__SOURCE__:
One begins to see the implications for the current era. If custom and popular opinion are forms as coercion every bit as harmful as physical force, then they must be fought and restrained. Thus our ancestors are deprived of their votes, to paraphrase Chesterton, and any disapproval of someone’s behavior, such as a middle-aged man insisting that doctors and legal authorities recognize him as an eight-year-old girl, becomes an act of bigotry that must be opposed with boycott, protest, and violence.

For conservatives or classical liberals and Christians, there are two possible responses to Mill’s dominance. One is to take the Rothbardian route and embrace the nonaggression axiom, restricting coercive harm merely to the initiation of force or fraud. While convenient, there’s no real reason to adhere to this axiom as a philosophical principle, and it conflicts with Catholic teachings in a number of areas, especially in economic matters. The other option is to recover the concept of the common good, not as a utilitarian “greatest good for the greatest number” or an aggregate of private goods, but as those goods that are common to all.

Rev. Dominic Legge, OP, offered an important perspective on individual rights and the common good in his talk, “When Rights Go Wrong.” Father Legge said that Deneen claims that individual rights only emerged in the Enlightenment. “I offer a different perspective, the long-term perspective of a Dominican Thomist,” he said.

According to Legge, the modern idea of rights is like two neighbors arguing over the location of their property line, competing and conflicting with one another. But for St. Thomas Aquinas, individual rights are part of justice, which is an attribute of God. “Justice always refers to a reasoned ordering of things,” Legge said. “It’s primarily about God’s intellect.”

Law, for Aquinas, describes this order in a way similar to how physical law describes the motion of an object that has been thrown. “Law is not an expression of God’s Will, but an expression of reason,” Legge said. “The law sets forth the ordered plan to attain the good. Human justice is part of how man is ordered to God.”

According to Legge, Aquinas described individual rights under the term jus and defined it as “The … intelligible form of the law. Jus is the object or measure of justice.” Where Aquinas differs from the moderns, however, is that individual rights are neither fundamental nor absolute. Individual rights are “not abstracted from the common good,” Legge said. “They always consider how one is related to the common good. Rights are a function of law and the common good.”

Legge said that William of Occam and Francisco Suarez lost sight of the common good in their work. He said that Suarez altered the meaning of Aquinas in his work on law in order to fit him into a system where morality depends on God’s will and not on intrinsic goodness. Suarez’s mistakes, according to Legge, were magnified by the Enlightenment thinkers. “Rights claims are a function of some ordering toward a good,” Legge said. “It’s not that we have prolific claims of rights; we have disagreements about the good.”

“The common good is not something that competes with private goods,” Legge said. Instead, it’s something that’s not diminished and not exclusive. As an example he offered the idea of a sports team’s victory for its fans.

More work really needs to be done on the relationship of individual rights to the common good. While there’s a valuable understanding of rights here, the common good is often employed as more of a rhetorical device to shame one’s opponents than as a key component of a commonwealth.

__STORED ROWS__:

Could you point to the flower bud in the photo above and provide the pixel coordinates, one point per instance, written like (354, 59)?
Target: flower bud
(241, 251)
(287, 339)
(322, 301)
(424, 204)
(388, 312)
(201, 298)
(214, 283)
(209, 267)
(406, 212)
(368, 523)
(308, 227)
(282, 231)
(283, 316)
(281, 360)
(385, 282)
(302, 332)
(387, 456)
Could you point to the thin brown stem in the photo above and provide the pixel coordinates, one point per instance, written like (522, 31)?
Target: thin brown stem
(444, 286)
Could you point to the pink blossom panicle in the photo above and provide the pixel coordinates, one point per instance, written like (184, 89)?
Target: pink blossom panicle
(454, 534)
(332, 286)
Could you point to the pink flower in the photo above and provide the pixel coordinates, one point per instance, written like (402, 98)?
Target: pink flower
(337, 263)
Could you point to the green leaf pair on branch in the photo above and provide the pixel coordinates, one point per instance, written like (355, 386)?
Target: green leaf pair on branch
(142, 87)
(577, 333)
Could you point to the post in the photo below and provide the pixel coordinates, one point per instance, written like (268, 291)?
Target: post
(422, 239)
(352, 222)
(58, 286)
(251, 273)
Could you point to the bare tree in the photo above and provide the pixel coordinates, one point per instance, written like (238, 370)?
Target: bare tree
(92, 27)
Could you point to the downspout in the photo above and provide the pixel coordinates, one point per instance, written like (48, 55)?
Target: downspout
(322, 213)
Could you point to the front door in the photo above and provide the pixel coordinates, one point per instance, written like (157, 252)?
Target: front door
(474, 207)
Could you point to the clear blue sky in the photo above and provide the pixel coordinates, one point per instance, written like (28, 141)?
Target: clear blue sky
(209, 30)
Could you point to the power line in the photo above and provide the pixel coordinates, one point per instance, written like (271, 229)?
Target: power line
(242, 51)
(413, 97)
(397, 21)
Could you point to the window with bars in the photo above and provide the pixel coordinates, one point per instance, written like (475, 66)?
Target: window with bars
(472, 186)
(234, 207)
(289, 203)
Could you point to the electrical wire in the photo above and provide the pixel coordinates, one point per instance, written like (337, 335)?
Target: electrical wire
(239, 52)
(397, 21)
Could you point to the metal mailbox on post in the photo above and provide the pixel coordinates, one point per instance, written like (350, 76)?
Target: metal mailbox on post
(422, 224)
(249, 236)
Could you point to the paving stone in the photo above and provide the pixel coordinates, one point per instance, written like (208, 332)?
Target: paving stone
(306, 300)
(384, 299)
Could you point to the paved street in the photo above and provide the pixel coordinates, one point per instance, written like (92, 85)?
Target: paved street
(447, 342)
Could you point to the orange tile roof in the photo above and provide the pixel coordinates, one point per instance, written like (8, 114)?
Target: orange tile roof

__GIVEN REQUEST__:
Quote the stretch of the piece on individual rights and the common good from "One begins to" through "protest, and violence.".

__EXERCISE SOLUTION__:
One begins to see the implications for the current era. If custom and popular opinion are forms as coercion every bit as harmful as physical force, then they must be fought and restrained. Thus our ancestors are deprived of their votes, to paraphrase Chesterton, and any disapproval of someone’s behavior, such as a middle-aged man insisting that doctors and legal authorities recognize him as an eight-year-old girl, becomes an act of bigotry that must be opposed with boycott, protest, and violence.